> _What to produce_
Using the text below on media coverage of sex work, answer each item on its own line:
(a) What slur appeared in a number of Hungarian publications?
(b) Which term was being used with increased frequency in Albania?
(c) How many journalists did the Czech press conference tied to political controversy attract?

> _Source text_
SWAN members mentioned that media often “out” sex workers by filming them without permission while sex workers are working or being arrested in the context of a police raid. Furthermore, in Hungary, media routinely visit the tolerance zones on the street and film the women creating an obstacle to those women who wish to work in one of the only legal ways available. Criticisms of this practice were rebuffed by media who maintained that the tolerance zones were public places giving them full permission to film.
Gabor suggested that legal recourse should be considered and that in the cases of media accompanying police raids, complaints should be lodged with police commissioners.

2. Sensationalism and Language Use
Sex work issues were generally covered in the crime sections. In Hungary the slur “kurva” or “whore” was used in a number of publications. In other countries “positive” yet somewhat diminishing terms are used such as “night butterfly” that in the end, often discredit sex workers’ seriousness or credibility as interlocutors. A dichotomy seemed to appear between very tragic narratives and almost farcical narratives.
The Hungarians complained that after years of trying to improved media coverage, they were still confronted with the fact that newspapers “will put two naked asses on the cover, rather than talk about the issues”. In Albania, coverage had improved and the term ‘sex worker’ was being used with increased frequency. Outside of crime coverage, sex workers were occasionally presented in “human interest” pieces where they were expected to give shocking, funny or tragic stories that were very intimate- as opposed to speaking to the issues. Since giving these stories was of little personal interest to sex workers in Czech, they now refuse to give interviews unless they are paid by journalists. Facilitators engaged the group in discussing the potential repercussions of such actions for media portrayal (increasingly sensationalistic, sources regarded as less trust-worthy) and on alternatives (setting limits within interviews).

3. Minority Portrayal and Media Interest
Across the region, sex workers suffer from discriminatory portrayal. They are generally mentioned only in connection to crime and violence. Incidents of violence against sex workers are completely decontextualized from the law and policies that engender such violence and the context of systemic human rights abuses against sex workers. The result is that the narrative that emerges appears to blame sex workers for the violence against them. For example articles often read “She was killed because she was a sex worker,” as opposed to “She was killed by a perpetrator who hated sex workers.”
When sex work groups tried to address current issues, they faced fluctuating media interest. In the Czech Republic, one incident tied to political controversy attracted 60 journalists to a press conference while another, positive story, attracted only one.

> _Stored data_
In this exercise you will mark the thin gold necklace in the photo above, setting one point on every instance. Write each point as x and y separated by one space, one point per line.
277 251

> _Exercise result_
(a) "Kurva," or "whore."
(b) "Sex worker."
(c) 60.